[WHAT IS EXPECTED] Reproduce each of the following records word for word, omitting the pictures.

[EXERCISE MATERIAL]
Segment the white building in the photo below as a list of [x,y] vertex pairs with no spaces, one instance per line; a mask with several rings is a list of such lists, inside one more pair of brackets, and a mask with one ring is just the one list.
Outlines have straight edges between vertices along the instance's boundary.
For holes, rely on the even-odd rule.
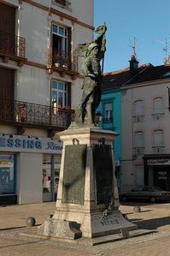
[[148,66],[121,90],[123,190],[170,190],[170,66]]
[[92,0],[0,1],[0,205],[55,199],[92,31]]

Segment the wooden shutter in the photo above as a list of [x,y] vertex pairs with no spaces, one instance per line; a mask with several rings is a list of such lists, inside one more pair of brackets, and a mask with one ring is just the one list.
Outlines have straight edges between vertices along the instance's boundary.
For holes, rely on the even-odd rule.
[[14,55],[15,9],[0,3],[0,51]]
[[0,119],[12,121],[15,70],[0,68]]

[ANSWER TO THIS TASK]
Segment the white building in the photo below as a list of [x,y] vertex pairs with no spaces, one instance per line; a mask with several rings is a list of such lists, inside one more pair of brackets, and a mask with one ring is just the one list.
Outlines have straight edges between vertices along the instance's boundary.
For holes, rely on the even-odd rule.
[[148,66],[121,90],[123,190],[170,190],[170,66]]
[[92,0],[0,1],[0,205],[55,199],[92,31]]

Segment the wooden shutter in the photo above as a list of [x,y] vertex pairs with no spaces, one instance per line; a mask with several rings is a list of such lists, inside one more pair of brackets, and a mask with one ring is just the one list.
Outlines have straight edges between vertices along the instance's boundary.
For holes, rely on the even-odd rule.
[[14,55],[15,9],[0,3],[0,51]]
[[0,119],[12,121],[15,70],[0,68]]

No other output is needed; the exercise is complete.